### [GIVEN PASSAGE]
* Start *

Support passing a list of exported symbols to gendwarfksyms via stdin
and filter non-exported symbols from the output.

The symbol list input has the format 'symbol-address symbol-name' to
allow the parser to discover exported symbols also by address. This
is necessary for aliased symbols, where only one name appears in the
debugging information.

Signed-off-by: Sami Tolvanen <samitolvanen@google.com>
---
 tools/gendwarfksyms/Build           |   1 +
 tools/gendwarfksyms/gendwarfksyms.c |   2 +
 tools/gendwarfksyms/gendwarfksyms.h |  17 ++++
 tools/gendwarfksyms/symbols.c       | 130 ++++++++++++++++++++++++++++
 tools/gendwarfksyms/types.c         |  70 ++++++++++++++-
 5 files changed, 219 insertions(+), 1 deletion(-)

* End *

Stored items from a collection:
* Start *

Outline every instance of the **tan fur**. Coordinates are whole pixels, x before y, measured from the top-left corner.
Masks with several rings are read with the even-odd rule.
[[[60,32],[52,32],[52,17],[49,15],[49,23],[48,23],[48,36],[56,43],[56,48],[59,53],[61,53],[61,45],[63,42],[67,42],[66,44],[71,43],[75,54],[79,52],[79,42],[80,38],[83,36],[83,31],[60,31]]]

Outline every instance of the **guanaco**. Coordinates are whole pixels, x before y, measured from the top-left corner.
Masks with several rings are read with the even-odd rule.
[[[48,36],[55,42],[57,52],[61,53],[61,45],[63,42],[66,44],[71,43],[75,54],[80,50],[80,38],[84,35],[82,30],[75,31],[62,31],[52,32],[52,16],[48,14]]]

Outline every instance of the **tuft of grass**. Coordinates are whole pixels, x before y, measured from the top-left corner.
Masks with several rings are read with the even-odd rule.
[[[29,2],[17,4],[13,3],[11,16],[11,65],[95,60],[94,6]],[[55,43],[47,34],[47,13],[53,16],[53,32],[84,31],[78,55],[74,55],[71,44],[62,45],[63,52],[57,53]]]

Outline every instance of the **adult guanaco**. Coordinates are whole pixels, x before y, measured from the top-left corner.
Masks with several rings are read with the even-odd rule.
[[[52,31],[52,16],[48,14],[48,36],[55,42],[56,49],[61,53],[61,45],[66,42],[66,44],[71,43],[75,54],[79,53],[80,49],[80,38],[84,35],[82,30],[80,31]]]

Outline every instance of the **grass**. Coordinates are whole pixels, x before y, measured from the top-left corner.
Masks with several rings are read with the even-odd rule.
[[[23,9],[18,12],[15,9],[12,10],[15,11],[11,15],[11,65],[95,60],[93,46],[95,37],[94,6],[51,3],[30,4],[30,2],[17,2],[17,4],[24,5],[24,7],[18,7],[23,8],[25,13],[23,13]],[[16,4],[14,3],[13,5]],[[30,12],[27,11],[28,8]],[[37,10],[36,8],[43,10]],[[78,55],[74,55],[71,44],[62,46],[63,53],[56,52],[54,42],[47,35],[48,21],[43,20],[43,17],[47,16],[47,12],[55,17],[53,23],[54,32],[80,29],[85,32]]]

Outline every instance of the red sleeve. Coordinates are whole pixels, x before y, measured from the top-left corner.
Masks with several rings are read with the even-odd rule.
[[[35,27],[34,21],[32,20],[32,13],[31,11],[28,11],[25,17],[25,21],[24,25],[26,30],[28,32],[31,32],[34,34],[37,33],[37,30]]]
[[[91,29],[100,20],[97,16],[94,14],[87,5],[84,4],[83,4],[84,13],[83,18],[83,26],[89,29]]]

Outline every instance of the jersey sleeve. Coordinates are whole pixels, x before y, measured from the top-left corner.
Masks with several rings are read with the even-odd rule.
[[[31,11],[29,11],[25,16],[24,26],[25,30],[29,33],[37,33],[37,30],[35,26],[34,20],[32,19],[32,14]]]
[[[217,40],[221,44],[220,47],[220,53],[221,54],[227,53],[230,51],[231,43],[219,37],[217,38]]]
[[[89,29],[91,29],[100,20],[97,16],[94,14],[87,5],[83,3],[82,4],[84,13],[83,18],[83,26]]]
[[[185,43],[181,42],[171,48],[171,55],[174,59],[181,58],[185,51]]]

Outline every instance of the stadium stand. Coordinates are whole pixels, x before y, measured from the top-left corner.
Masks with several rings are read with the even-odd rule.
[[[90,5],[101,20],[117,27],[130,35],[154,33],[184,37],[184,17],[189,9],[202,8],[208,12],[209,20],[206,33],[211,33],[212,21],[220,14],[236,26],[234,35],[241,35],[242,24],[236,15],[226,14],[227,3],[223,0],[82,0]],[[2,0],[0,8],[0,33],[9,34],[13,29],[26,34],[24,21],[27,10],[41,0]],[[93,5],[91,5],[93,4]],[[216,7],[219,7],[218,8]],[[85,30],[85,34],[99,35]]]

* End *

### [REQUIREMENT]
Carry on with the gendwarfksyms patch text above, picking up right after its last line.

### [EXERCISE RESPONSE]
 create mode 100644 tools/gendwarfksyms/symbols.c

diff --git a/tools/gendwarfksyms/Build b/tools/gendwarfksyms/Build
index 805591b6df80..a83c59bfef8b 100644
--- a/tools/gendwarfksyms/Build
+++ b/tools/gendwarfksyms/Build
@@ -1,2 +1,3 @@
 gendwarfksyms-y += gendwarfksyms.o
+gendwarfksyms-y += symbols.o
 gendwarfksyms-y += types.o
diff --git a/tools/gendwarfksyms/gendwarfksyms.c b/tools/gendwarfksyms/gendwarfksyms.c
index 4a2dea307849..4a1bd9239182 100644
--- a/tools/gendwarfksyms/gendwarfksyms.c
+++ b/tools/gendwarfksyms/gendwarfksyms.c
@@ -96,6 +96,8 @@ int main(int argc, const char **argv)
 	if (parse_options(argc, argv, &filename) < 0)
 		return usage();
 
+	check(symbol_read_list(stdin));
+
 	fd = open(filename, O_RDONLY);
 	if (fd == -1) {
 		error("open failed for '%s': %s", filename, strerror(errno));
diff --git a/tools/gendwarfksyms/gendwarfksyms.h b/tools/gendwarfksyms/gendwarfksyms.h
index 44e94f1d9671..b77855cc94a7 100644
--- a/tools/gendwarfksyms/gendwarfksyms.h
+++ b/tools/gendwarfksyms/gendwarfksyms.h
@@ -49,6 +49,21 @@ extern bool debug;
 		__res;                                          \
 	})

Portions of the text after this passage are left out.